Comments on LBernier at tribune.com

still lookin 4 the face i had b4 the world was made traveler at afn.org
Tue Apr 29 14:06:42 CDT 1997


On Tue, 29 Apr 1997, Jules Siegel wrote:
> Pynchon aside, "Lineland" is notable for the following:
> 
> [1] It may be the first book that has originated from e-mail correspondence.
> I will appreciate hearing about any others.
> 
> [2] It was produced entirely online, except for Dale's brief visit to
[...] 

I think every junior writing teacher/grad student in the English department
at the Univ. of Florida here in Gainesville is trying to do something of the
sort these days.  They are all falling over each other producing web pages,
MUDs, etc.  And the poor freshmen in their composition classes are learning
even less about how to write than before.

See my signature at the end of message for my opinion on the relationship
b/t the Internet and quality literature.

> [3] I not only wrote the text, but I also set it in type and designed the
> book in every aspect, from cover illustration to the back cover copy. Dale
> gave me 100% creative control. I'm sure you can appreciate how revolutionary
> this is.  You will perhaps remember that although I am known as a writer, I
> am also a graphic designer, a very unusual combination. Few authors have
> ever achieved 100% control for text, much less the entire production. Even

This actually strikes me as very old-fashioned...i.e., the sort of thing
that would have been done in the 17th/18th century, when a man could have
read widely in most of the learned fields of the day, built his own printing
press, and written and printed his own collection of works on philosophy,
natural history, religion, etc. 

It is of course becoming a reality again with "desktop publishing." 
However, the very existence of that term indicates that "Lineland" is not
the first (post-)modern book thus produced.  Actually, I used to have a
supervisor at work who was a Pentecostal preacher...she wrote, typeset,
printed, and published her own books on conducting exorcisms and other forms
of "spiritual warfare" (Pentecostals have abducted this term from early
Xtianity and given it a narrow, almost magical definition, apparently).

**Dataset records:**

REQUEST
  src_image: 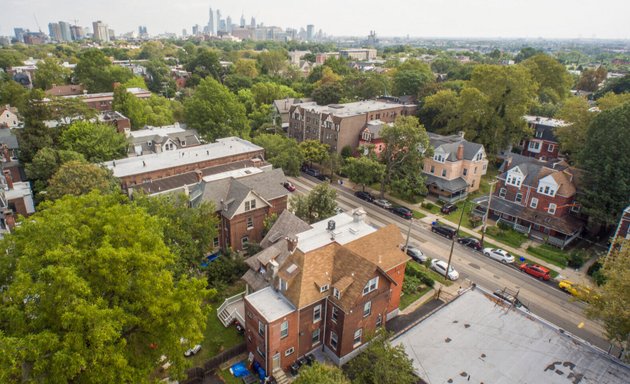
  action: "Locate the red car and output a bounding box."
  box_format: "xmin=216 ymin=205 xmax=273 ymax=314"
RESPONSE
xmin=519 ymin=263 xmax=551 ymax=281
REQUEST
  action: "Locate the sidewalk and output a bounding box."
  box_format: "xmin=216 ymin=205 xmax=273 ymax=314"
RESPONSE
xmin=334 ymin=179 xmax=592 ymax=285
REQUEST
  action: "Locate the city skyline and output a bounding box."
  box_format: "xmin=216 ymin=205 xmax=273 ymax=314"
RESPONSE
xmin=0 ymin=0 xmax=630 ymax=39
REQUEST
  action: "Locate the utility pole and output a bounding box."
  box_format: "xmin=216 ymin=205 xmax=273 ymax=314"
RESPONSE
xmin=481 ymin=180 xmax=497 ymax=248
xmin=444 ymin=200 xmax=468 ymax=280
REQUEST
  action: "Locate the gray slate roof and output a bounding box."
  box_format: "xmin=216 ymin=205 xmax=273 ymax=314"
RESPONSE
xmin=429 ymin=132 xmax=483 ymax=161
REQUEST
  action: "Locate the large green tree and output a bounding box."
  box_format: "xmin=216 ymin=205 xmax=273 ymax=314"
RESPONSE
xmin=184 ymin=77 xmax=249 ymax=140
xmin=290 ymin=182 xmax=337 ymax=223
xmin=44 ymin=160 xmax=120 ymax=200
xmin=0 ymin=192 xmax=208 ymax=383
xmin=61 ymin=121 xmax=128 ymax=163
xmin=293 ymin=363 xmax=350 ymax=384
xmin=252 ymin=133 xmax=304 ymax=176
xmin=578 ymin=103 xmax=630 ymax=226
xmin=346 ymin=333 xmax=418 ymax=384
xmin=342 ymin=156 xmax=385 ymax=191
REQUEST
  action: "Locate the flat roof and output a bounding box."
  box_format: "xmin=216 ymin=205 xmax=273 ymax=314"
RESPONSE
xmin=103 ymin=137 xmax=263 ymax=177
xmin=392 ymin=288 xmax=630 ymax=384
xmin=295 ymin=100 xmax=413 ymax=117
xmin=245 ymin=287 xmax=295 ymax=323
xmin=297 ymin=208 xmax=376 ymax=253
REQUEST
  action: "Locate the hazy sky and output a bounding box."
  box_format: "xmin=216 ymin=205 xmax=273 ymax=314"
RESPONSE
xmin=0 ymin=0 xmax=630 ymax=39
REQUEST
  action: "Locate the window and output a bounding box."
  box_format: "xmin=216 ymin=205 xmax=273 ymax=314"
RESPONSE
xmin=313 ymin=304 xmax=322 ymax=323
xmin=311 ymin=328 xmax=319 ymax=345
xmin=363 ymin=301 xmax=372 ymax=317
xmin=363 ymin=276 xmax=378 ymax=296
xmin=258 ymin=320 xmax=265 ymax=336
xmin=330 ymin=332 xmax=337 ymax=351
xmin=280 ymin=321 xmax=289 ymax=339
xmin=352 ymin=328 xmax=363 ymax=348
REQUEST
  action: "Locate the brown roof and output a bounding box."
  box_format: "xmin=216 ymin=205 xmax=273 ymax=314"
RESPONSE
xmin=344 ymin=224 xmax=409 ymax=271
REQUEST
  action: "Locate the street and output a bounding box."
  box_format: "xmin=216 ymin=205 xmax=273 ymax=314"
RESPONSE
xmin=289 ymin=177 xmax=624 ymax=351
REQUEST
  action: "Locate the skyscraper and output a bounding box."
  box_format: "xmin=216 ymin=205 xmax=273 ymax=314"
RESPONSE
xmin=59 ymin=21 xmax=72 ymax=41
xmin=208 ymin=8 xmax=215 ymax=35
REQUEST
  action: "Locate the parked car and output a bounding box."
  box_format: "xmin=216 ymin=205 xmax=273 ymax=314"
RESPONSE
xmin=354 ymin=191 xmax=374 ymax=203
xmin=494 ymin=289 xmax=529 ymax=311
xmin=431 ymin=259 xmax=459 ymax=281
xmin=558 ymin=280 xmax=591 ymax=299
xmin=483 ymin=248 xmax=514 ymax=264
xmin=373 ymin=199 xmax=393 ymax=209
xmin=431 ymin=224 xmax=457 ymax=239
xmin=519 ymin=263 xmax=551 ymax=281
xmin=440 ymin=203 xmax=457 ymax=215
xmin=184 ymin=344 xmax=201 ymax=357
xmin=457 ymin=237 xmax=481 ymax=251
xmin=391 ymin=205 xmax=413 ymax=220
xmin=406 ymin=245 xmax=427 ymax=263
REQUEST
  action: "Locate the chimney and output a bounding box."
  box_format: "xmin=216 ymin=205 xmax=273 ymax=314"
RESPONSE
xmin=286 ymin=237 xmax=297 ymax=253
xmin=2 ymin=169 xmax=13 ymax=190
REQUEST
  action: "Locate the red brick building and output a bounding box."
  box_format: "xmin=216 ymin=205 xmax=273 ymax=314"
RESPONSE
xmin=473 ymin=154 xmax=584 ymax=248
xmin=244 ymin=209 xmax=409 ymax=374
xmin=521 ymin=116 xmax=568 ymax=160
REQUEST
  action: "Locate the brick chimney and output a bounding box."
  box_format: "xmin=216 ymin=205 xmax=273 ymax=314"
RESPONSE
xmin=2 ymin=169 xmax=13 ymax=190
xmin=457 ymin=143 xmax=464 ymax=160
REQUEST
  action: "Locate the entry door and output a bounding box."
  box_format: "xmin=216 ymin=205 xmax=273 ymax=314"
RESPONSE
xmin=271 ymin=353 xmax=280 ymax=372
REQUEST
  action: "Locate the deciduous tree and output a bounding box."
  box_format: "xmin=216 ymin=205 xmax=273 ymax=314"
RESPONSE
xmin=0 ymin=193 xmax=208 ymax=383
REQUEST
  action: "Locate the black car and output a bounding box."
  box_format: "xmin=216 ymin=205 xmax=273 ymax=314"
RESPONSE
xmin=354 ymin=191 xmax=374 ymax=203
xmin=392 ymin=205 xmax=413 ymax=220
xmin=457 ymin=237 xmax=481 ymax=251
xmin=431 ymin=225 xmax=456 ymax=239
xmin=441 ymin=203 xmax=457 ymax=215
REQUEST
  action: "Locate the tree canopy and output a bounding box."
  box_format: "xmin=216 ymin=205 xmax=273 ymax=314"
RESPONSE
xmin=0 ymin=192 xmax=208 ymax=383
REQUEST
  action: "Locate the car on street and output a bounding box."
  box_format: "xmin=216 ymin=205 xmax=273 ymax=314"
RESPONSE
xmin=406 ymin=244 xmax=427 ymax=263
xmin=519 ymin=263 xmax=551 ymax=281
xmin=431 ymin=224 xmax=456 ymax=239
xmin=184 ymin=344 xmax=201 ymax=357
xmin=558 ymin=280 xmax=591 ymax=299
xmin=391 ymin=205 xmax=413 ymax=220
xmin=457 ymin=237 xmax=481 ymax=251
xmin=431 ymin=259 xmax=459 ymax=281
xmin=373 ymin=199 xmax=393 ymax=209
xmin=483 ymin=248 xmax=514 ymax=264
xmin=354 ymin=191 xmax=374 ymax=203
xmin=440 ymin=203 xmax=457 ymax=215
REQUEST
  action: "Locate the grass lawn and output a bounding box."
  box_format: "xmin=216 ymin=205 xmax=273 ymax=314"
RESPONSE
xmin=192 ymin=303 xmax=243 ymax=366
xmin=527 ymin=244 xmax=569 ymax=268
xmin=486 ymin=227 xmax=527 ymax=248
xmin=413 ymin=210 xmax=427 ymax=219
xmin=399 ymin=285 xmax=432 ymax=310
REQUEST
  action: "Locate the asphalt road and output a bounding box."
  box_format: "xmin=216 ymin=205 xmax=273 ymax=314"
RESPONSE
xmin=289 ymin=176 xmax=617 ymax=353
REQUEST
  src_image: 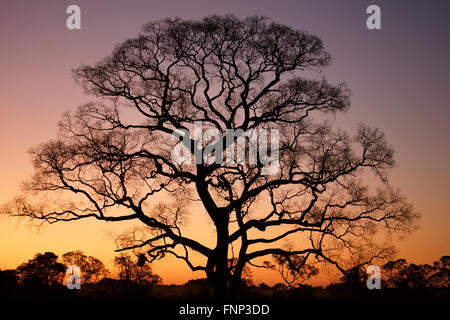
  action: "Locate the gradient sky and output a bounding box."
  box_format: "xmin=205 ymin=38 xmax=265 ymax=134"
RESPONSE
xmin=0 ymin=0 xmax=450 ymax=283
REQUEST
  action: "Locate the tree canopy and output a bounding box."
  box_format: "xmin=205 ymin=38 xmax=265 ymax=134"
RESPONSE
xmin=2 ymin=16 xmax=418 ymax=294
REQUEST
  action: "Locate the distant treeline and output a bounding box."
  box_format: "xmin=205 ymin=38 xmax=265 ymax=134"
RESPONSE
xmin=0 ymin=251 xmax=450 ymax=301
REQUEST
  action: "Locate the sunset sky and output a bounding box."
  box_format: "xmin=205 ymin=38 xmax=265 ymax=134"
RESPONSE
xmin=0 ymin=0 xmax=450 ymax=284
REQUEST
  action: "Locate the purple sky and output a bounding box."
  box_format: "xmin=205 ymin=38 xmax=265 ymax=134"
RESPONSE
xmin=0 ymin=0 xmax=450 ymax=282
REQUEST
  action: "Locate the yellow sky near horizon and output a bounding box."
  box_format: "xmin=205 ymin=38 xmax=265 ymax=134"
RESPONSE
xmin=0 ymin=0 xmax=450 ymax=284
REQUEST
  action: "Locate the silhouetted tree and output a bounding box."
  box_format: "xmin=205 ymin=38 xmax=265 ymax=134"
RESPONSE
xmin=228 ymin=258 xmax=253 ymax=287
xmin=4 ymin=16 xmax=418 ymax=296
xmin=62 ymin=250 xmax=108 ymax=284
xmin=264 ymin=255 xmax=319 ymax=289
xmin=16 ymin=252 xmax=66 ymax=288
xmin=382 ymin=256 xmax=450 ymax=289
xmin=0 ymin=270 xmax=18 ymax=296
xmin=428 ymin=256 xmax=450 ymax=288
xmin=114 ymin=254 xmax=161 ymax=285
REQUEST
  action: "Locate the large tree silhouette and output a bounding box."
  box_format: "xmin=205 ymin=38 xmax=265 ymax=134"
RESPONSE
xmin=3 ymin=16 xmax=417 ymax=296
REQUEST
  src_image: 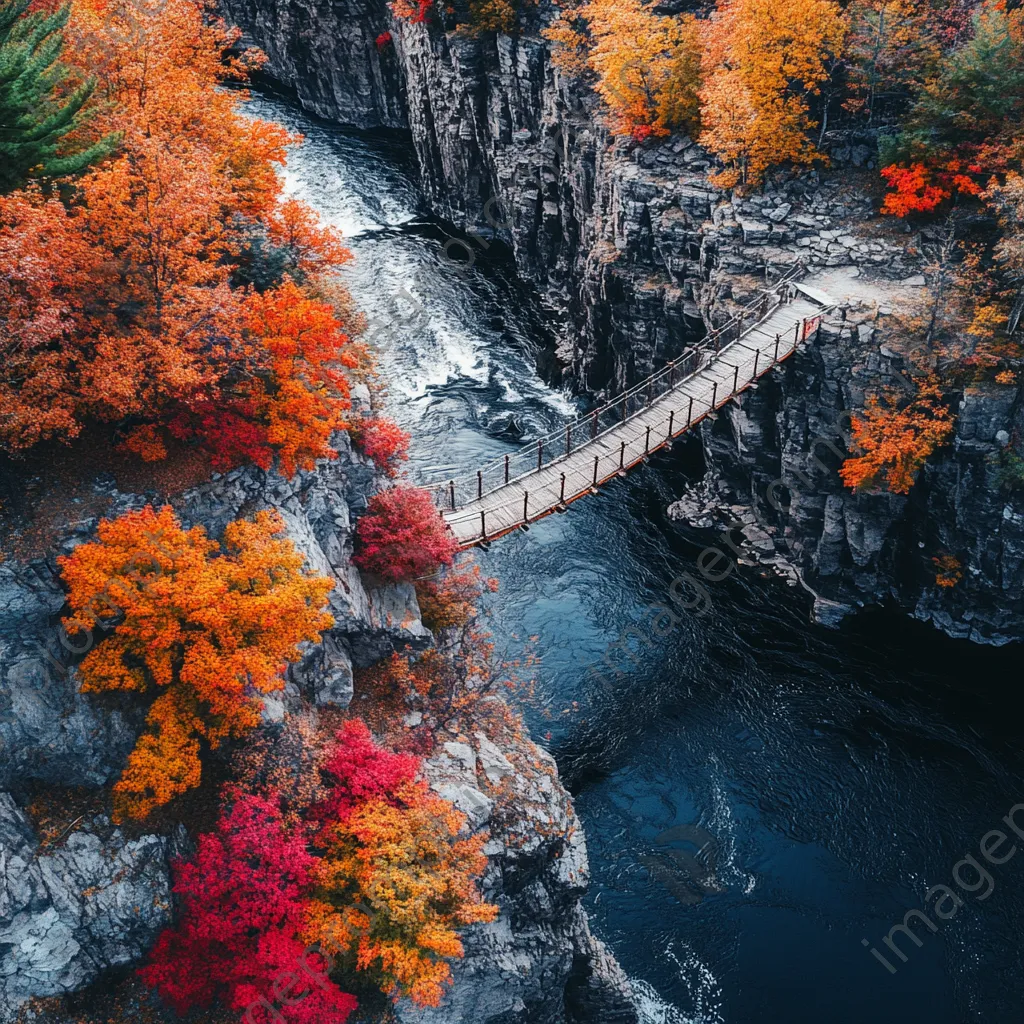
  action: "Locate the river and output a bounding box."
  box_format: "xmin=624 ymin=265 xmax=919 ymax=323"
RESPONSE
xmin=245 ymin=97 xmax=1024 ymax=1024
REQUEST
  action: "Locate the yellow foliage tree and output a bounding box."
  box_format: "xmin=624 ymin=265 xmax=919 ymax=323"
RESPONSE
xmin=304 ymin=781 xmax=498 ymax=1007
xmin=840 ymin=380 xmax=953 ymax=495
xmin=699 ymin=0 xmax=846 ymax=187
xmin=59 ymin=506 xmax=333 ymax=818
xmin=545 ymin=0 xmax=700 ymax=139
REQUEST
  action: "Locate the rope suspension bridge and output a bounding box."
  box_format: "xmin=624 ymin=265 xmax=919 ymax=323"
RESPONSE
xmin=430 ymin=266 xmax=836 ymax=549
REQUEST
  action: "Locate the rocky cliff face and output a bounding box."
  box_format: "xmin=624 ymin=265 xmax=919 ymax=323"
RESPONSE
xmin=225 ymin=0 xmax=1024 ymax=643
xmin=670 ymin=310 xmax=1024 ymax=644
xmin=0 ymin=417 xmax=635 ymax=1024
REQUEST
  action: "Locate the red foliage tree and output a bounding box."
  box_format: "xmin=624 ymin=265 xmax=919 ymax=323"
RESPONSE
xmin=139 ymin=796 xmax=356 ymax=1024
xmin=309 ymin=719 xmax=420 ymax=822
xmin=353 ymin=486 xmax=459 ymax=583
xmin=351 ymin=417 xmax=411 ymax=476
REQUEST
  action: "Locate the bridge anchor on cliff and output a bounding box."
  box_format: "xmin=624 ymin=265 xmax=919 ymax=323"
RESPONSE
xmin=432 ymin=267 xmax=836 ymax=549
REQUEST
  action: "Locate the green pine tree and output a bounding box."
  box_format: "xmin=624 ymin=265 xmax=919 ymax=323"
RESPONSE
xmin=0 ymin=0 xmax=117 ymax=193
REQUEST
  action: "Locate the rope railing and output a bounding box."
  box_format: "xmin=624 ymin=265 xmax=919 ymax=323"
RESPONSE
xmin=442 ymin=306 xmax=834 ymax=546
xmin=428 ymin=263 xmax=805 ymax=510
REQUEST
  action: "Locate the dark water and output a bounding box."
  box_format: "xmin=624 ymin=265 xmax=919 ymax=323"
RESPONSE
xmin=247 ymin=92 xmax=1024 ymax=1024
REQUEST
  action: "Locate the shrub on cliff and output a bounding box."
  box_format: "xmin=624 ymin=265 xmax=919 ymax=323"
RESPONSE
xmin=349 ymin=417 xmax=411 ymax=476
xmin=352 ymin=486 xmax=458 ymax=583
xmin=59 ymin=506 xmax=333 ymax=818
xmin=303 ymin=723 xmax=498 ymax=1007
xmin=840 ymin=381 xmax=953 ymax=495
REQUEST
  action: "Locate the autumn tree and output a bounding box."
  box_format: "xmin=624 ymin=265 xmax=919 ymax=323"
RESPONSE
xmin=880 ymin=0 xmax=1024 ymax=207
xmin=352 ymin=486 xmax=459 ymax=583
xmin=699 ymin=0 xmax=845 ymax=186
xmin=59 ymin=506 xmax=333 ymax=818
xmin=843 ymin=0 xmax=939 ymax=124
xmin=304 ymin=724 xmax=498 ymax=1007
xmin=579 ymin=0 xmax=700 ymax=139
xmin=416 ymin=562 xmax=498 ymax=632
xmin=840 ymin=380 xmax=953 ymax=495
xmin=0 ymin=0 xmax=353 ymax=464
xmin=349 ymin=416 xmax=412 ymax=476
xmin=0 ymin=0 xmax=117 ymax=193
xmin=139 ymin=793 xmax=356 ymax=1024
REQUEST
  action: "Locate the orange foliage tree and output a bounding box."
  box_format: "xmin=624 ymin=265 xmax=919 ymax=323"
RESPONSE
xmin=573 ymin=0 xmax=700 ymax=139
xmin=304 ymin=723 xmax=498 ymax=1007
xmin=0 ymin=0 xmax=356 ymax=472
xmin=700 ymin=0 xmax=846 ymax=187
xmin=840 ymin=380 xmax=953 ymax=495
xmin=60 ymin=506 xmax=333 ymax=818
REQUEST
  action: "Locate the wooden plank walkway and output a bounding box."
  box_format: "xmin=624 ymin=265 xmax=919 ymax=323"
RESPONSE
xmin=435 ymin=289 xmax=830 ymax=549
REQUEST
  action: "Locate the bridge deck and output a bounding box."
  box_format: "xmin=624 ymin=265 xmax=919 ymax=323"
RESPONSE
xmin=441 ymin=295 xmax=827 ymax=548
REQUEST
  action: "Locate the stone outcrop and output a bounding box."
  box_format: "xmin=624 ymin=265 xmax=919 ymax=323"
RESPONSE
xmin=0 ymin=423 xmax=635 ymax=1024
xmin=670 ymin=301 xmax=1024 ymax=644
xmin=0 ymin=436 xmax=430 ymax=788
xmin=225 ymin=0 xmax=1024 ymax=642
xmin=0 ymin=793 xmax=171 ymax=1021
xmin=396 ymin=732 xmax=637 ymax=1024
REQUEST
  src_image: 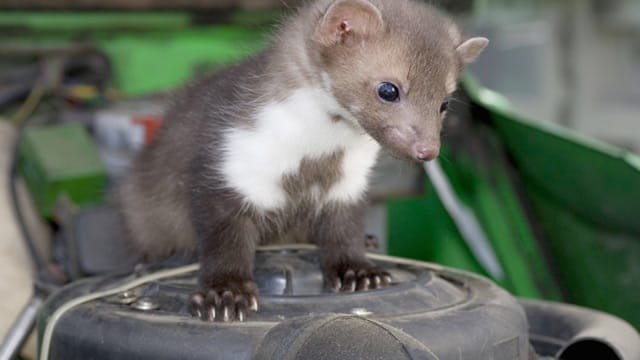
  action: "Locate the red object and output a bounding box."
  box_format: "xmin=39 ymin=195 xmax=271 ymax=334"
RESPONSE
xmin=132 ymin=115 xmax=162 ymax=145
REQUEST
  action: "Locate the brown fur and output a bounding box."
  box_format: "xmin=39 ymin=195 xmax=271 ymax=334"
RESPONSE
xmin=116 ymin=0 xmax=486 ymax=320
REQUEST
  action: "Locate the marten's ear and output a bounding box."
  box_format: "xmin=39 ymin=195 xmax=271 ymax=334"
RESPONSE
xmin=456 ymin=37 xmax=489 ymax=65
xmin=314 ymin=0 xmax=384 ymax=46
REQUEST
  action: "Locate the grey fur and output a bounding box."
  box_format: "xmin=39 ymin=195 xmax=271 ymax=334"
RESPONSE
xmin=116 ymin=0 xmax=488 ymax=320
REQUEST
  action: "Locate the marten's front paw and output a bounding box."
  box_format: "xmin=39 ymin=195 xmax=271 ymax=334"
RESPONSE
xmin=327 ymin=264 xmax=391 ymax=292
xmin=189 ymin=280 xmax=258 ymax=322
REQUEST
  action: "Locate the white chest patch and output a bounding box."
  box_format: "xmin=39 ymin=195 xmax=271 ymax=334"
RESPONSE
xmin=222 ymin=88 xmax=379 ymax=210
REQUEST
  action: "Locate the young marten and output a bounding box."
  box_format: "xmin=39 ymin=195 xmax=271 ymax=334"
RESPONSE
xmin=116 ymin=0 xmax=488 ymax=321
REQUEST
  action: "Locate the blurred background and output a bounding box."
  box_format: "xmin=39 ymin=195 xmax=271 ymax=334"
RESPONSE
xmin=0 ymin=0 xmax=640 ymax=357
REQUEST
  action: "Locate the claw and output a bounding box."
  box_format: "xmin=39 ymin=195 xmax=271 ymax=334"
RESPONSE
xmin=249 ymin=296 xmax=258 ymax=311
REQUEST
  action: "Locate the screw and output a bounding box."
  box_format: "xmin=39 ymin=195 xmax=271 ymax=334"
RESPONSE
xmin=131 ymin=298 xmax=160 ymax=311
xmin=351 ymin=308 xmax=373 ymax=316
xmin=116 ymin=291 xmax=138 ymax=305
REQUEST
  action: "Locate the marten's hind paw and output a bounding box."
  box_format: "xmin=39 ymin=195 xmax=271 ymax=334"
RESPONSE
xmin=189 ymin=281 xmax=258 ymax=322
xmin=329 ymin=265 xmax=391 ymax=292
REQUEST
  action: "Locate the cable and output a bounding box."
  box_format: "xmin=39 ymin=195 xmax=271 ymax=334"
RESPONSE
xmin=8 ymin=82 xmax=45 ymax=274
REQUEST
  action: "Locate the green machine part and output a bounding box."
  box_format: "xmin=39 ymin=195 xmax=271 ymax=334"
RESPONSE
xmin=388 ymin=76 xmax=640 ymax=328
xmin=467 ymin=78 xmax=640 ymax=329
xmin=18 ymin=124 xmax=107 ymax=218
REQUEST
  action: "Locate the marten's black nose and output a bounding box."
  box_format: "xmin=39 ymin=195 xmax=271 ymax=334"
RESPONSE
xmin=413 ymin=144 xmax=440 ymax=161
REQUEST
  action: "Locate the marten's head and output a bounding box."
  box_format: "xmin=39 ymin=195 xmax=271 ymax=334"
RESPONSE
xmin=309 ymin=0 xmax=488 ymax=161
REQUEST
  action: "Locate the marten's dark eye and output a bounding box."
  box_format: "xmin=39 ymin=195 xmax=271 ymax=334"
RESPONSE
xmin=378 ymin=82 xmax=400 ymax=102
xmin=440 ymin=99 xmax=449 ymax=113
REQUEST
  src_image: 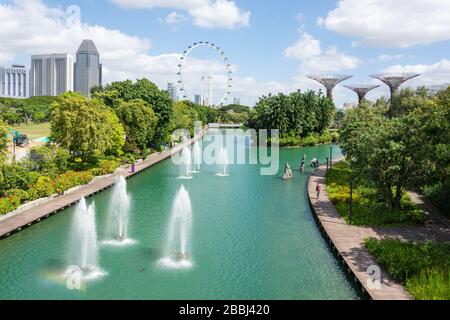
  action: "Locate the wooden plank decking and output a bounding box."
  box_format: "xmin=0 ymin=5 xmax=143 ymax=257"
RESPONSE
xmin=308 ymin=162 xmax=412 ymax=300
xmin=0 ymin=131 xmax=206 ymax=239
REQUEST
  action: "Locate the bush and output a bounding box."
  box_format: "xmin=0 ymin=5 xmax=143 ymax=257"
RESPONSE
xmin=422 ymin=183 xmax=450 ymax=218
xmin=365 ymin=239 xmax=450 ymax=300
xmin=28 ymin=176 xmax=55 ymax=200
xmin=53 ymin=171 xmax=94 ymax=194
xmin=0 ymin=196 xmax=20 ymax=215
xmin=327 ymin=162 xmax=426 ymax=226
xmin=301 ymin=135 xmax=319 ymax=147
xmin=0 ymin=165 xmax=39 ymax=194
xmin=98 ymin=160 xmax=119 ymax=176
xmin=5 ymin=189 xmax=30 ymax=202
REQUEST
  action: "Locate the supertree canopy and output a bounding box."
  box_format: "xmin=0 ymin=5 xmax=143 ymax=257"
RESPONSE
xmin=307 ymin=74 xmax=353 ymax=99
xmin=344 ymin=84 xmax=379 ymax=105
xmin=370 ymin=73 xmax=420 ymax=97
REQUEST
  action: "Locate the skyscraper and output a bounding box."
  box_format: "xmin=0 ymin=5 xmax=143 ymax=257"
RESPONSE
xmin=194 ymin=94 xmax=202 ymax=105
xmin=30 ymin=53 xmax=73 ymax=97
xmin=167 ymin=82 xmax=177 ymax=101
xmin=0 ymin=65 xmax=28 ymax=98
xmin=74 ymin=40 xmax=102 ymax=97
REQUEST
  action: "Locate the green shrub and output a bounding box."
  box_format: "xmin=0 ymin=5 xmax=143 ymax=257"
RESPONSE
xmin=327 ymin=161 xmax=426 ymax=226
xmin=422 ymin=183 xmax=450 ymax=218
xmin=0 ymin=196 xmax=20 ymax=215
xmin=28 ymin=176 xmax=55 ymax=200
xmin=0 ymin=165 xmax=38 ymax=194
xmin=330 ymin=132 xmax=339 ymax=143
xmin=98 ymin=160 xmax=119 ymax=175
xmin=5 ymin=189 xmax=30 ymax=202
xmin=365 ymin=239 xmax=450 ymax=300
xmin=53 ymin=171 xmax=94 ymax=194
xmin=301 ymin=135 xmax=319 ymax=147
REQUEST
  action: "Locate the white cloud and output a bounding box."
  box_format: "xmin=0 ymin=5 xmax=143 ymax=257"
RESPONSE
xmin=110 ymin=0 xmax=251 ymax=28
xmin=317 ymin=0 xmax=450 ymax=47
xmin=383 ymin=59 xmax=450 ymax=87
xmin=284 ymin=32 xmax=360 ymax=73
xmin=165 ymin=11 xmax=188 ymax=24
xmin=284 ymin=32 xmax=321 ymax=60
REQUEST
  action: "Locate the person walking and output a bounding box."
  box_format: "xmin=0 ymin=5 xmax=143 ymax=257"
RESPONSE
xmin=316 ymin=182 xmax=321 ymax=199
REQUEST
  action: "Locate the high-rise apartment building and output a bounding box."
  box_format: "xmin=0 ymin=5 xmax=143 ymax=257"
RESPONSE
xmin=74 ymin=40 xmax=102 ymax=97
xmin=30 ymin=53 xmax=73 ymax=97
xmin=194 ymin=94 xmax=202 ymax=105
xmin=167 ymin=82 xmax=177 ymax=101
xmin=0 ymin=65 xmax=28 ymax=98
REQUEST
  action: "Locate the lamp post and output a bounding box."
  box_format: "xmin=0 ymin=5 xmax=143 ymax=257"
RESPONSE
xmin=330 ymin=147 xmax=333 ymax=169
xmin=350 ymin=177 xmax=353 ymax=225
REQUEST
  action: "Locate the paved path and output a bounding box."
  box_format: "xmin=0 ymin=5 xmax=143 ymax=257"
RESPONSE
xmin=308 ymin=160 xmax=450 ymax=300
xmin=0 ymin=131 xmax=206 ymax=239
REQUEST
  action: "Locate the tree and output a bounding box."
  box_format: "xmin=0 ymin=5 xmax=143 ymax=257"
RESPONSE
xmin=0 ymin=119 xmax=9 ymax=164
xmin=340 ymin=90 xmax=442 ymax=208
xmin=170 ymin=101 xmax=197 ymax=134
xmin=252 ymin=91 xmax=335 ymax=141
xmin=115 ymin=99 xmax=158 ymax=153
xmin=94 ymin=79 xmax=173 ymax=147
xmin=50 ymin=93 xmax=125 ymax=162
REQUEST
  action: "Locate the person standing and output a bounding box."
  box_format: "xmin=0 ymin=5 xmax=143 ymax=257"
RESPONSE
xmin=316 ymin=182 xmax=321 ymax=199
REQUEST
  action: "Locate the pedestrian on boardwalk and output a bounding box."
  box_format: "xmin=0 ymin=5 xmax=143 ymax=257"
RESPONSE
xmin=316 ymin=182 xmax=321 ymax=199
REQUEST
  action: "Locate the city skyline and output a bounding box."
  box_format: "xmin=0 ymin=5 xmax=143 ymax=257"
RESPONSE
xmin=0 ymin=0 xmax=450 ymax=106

**Task set:**
[1] According to the post about Lineland, what did the writer's former supervisor at work write, typeset, print, and publish?
[2] Pick up the post about Lineland after its final sentence and keep writing it.
The data play no part in this work.

**Answers by task:**
[1] Her own books on conducting exorcisms and other forms of "spiritual warfare."

[2]
So, join the club, Jules.  :)

> [4] It is one of the first (maybe only) books about the Internet culture
> that attempts to provide a kind of slice of Internet life, rather than
> extended technical and philosophical discussions about cyberspace. It is
> cyberspace set in type.

Seen it.  Done it.  My friends and I wrote an interactive "novel" on a BBS
a few years ago; the record of it (interspersed with the everyday chatter of
the bulletin boards) is at

http://www.afn.org/~vvc

> novel that began with Defoe's "A Journal of the Plague Years." I think that
> "Lineland" is the beginning of something new that has no name. I believe
> that I have invented a new kind of book, but we will have to wait for

Sorry if my mail seems to have an attitude, but this kind of statement
invites refutation and, well, mockery.  :)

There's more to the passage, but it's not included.